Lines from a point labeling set
════
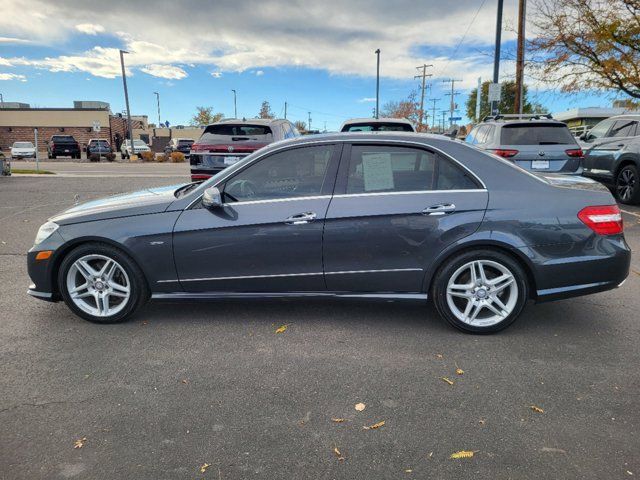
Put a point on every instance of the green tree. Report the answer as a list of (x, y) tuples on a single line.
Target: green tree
[(506, 101), (205, 116), (265, 110)]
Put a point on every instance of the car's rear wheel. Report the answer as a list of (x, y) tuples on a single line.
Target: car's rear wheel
[(628, 185), (101, 283), (480, 291)]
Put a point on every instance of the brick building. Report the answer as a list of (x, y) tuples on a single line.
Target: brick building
[(18, 124)]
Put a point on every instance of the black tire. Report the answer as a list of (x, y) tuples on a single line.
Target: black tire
[(447, 270), (138, 285), (627, 189)]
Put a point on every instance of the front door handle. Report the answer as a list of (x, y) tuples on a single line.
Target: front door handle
[(440, 209), (300, 218)]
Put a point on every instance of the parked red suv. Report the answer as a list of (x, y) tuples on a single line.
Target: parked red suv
[(229, 141)]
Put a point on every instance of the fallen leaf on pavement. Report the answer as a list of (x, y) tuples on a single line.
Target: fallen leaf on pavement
[(79, 443), (462, 454), (374, 426)]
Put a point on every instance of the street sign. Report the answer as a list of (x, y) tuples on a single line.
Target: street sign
[(495, 92)]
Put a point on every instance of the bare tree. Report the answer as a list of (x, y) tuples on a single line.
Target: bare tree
[(587, 44)]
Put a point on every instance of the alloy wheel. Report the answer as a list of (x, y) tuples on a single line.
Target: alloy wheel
[(482, 293), (98, 285), (626, 184)]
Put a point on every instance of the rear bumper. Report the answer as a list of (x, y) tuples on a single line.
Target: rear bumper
[(568, 271)]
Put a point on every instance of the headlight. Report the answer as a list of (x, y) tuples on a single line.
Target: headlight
[(45, 232)]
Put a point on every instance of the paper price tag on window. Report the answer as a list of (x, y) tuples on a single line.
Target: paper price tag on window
[(377, 171)]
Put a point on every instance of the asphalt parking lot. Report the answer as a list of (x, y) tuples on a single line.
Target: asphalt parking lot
[(184, 385)]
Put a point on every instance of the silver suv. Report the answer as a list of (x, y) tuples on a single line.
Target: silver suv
[(534, 142)]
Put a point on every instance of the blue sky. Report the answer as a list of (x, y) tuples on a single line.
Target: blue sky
[(317, 59)]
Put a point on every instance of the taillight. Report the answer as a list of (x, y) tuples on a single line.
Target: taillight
[(574, 152), (505, 153), (602, 219)]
════
Required work =
Reproduce all of the lines above word for word, omitting the pictures.

Solved exercise =
Put a point on every instance of the green tree. Report the answer as a list of (x, y) tuples on a single line.
Target: green tree
[(506, 101), (205, 116), (265, 110)]
Put a point on every instance of the car's rear wheel. Report the answer as a list of (x, y) tuples on a single line.
Target: car's rear wheel
[(628, 185), (101, 283), (480, 291)]
Put a point on every instance of the brick building. Report the answer as a list of (x, y) tuples on a single line.
Target: brick building
[(18, 124)]
Put a point on every instance of the black tire. Report the answer as a list of (x, y) tuples on a single line.
Target: black tire
[(447, 270), (138, 285), (627, 189)]
Put a point on every instance of the front door handle. Report the answer as a list of (x, y) tuples on a single line.
Target: front door handle
[(440, 209), (300, 218)]
Put a point on every instance of the parked red suv. Report the answer as a list of (x, y) tuples on a single line.
Target: parked red suv
[(229, 141)]
Put a point on every instance of the fallen leaf on pavement. Report the answer as a list of (x, y) tuples on a single line.
Target: fallen leaf on pavement
[(79, 443), (462, 454), (374, 426)]
Put a point on every instance of the street sign. Report the answer as a list of (x, y) tuples on a single line.
Target: street sign
[(495, 92)]
Put a point on every instance of the bare tree. Report the answer as a list of (x, y) tuples on a single line.
Target: bare tree
[(587, 44)]
Put a point on every instance of the alloy wheel. Report the answer as a list of (x, y) tuples on a single line.
Target: alloy wheel
[(482, 293), (98, 285), (626, 184)]
Put a point on every instance of the rear bumper. Report the answer as a list of (x, y) tuples on a single line.
Target: rear bumper
[(568, 271)]
Put a point on every instance of the headlight. Report the answer as a list of (x, y) tuples on a single line.
Target: headlight
[(45, 232)]
Put a point on every instance of the paper price tag on window. Report the answer as a list of (x, y) tuples on a single line.
Target: paper price tag on window
[(377, 171)]
Put a point on every instance of the asphalt parking lot. Report the answer as a list of (x, y) tuples on a single line.
Target: asphalt parking lot
[(184, 385)]
Put a point on every instance of the silver suv. Report the answer as a list of (x, y) tuples on a single line.
Target: silver suv
[(534, 142)]
Put a point on every instance of the blue sky. Report the answer as a list of (x, y) tuples on a single line.
Target: blue sky
[(317, 59)]
Put a point on every instance of the taillight. Report the answer as a list of (x, y) tuples on a single line.
Target: taillight
[(574, 152), (505, 153), (602, 219)]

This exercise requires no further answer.